──────── Exercise data

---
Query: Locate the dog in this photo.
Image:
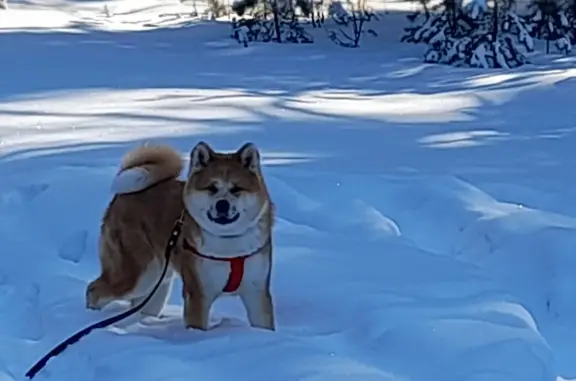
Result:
[86,141,275,330]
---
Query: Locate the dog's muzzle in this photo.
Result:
[208,200,240,225]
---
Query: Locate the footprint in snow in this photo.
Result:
[0,184,49,205]
[0,277,44,340]
[58,230,88,263]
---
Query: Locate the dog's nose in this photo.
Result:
[215,200,230,214]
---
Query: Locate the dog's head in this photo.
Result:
[184,142,269,236]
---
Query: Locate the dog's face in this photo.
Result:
[184,142,268,236]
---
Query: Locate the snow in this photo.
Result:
[0,0,576,381]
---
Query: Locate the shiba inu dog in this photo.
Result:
[86,142,275,330]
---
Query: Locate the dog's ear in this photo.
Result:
[236,143,260,173]
[188,141,214,176]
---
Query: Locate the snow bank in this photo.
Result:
[0,151,555,381]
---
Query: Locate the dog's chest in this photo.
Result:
[190,229,270,295]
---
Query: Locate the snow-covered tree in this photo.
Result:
[527,0,572,54]
[328,0,378,48]
[402,0,534,68]
[232,0,313,46]
[562,0,576,45]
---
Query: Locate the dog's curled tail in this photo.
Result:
[112,145,183,194]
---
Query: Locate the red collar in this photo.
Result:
[183,238,260,292]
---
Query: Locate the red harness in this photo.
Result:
[184,239,258,292]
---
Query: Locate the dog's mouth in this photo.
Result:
[207,213,240,225]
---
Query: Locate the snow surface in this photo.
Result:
[0,0,576,381]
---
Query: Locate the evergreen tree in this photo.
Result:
[527,0,572,54]
[402,0,534,68]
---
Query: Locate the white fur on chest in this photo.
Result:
[195,226,267,258]
[198,253,270,299]
[196,227,270,295]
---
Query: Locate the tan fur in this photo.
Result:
[86,143,275,330]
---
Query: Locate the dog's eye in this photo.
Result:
[206,184,218,194]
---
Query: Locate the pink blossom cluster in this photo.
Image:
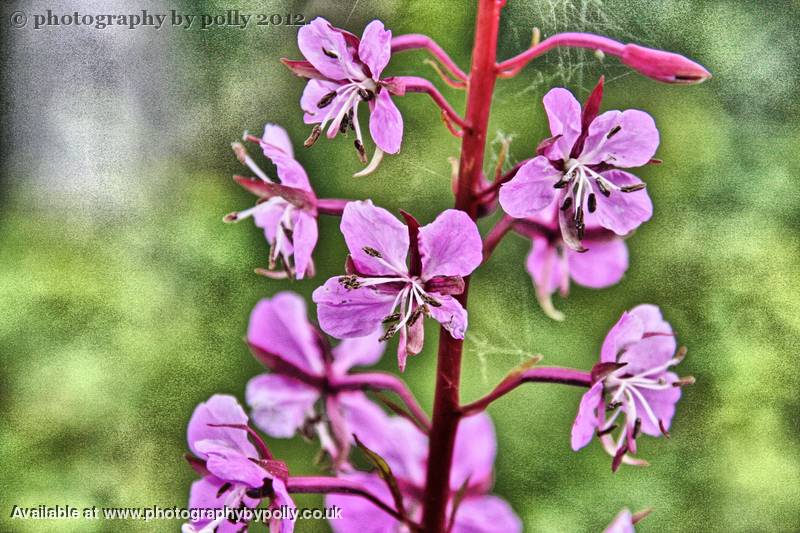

────────────────

Task details =
Select each line of the entries above that contains the word "snow".

Answer for this exercise =
Query: Locate the footprint in snow in this photo.
Query: Locate the snow in this photo.
Query: Locate the snow bank in this photo.
Query: Locate the snow-covered tree in this photo.
Query: Locate the snow surface in this photo.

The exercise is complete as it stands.